(Your assignment) Report every line from the following entries that contains the string "spectator".

(Saved entries)
- - - - -

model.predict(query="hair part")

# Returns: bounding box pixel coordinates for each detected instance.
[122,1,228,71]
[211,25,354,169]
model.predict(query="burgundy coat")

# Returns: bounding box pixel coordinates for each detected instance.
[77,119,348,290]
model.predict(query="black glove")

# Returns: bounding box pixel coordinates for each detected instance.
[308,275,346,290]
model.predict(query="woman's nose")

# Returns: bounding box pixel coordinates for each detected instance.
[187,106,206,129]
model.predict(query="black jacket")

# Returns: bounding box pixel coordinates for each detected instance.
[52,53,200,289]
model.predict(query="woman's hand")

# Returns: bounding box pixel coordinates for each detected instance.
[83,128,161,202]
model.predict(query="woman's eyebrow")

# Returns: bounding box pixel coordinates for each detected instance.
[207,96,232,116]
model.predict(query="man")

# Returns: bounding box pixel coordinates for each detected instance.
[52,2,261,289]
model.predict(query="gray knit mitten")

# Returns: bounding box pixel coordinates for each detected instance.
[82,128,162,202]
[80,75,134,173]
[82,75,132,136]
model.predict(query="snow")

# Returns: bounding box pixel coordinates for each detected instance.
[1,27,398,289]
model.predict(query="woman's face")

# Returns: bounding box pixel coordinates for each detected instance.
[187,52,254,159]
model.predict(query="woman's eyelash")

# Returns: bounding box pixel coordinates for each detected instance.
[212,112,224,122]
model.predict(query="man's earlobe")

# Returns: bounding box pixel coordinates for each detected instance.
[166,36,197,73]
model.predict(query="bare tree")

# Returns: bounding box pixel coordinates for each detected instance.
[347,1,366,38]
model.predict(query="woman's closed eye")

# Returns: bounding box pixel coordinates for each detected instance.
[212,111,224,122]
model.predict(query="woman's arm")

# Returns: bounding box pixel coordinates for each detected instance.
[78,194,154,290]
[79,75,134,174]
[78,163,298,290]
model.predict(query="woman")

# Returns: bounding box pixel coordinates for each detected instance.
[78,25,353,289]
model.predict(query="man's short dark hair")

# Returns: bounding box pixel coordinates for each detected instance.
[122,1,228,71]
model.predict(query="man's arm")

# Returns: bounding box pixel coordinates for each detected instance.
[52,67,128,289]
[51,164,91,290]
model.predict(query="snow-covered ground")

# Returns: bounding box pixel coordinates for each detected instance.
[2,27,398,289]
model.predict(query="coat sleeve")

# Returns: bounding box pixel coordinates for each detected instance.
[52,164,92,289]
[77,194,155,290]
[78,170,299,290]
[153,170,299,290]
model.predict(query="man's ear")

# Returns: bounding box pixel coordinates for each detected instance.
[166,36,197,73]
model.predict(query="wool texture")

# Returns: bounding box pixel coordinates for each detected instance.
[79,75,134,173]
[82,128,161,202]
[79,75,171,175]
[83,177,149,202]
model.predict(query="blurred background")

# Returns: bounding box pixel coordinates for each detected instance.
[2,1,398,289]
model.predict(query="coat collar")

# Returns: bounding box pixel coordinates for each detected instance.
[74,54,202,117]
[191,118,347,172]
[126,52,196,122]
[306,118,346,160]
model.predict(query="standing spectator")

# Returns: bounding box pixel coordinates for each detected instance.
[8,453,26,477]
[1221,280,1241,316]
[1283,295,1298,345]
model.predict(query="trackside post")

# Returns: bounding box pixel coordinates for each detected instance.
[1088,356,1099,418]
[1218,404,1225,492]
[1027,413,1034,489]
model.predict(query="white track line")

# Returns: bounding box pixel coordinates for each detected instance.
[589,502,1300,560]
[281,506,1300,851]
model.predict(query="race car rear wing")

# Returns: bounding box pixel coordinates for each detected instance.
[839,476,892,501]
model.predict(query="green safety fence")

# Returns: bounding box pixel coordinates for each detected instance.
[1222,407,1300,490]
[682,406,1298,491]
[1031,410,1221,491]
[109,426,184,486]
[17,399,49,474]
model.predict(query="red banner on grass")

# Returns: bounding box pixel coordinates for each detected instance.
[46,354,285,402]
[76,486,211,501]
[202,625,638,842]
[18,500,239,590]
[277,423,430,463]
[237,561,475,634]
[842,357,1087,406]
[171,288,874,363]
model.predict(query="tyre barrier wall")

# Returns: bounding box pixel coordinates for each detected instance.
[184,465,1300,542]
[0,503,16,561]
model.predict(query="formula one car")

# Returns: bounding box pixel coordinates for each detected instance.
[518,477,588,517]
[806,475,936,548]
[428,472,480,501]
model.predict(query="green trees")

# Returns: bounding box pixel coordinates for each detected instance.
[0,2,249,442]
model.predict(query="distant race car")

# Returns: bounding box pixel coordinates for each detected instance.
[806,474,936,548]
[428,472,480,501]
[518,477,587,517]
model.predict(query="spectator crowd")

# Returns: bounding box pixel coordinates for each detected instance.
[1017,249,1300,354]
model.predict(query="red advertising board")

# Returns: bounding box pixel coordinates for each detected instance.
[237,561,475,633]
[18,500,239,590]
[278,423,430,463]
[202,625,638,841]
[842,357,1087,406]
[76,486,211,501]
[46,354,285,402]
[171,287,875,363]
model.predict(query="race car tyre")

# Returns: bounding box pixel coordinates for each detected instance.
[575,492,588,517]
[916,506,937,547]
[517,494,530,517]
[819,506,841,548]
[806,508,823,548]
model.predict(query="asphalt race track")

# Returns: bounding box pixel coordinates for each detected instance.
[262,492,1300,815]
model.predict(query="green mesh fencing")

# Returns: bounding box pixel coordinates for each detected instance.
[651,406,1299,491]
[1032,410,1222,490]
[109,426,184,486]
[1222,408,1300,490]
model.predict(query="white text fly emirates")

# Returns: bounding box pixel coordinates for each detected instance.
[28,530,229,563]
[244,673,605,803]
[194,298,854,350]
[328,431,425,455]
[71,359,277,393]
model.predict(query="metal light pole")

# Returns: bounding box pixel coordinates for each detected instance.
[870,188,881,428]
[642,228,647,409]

- - - - -

(Answer section)
model.predict(query="standing spectator")
model.predict(query="spectator crowd")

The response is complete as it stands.